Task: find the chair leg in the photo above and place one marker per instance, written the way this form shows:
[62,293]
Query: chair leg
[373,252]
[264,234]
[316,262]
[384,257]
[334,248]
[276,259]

_EXERCISE DIRECTIONS_
Rewrite the entries, replacing "chair leg" with "stool leg" wherever it appears and leaving everything else unchanged.

_FINISHED TASK_
Task: find the stool leg in the photo above and place one marker per instance, written the way this form shows:
[62,293]
Query: stool leg
[373,252]
[264,234]
[316,262]
[384,257]
[334,248]
[276,259]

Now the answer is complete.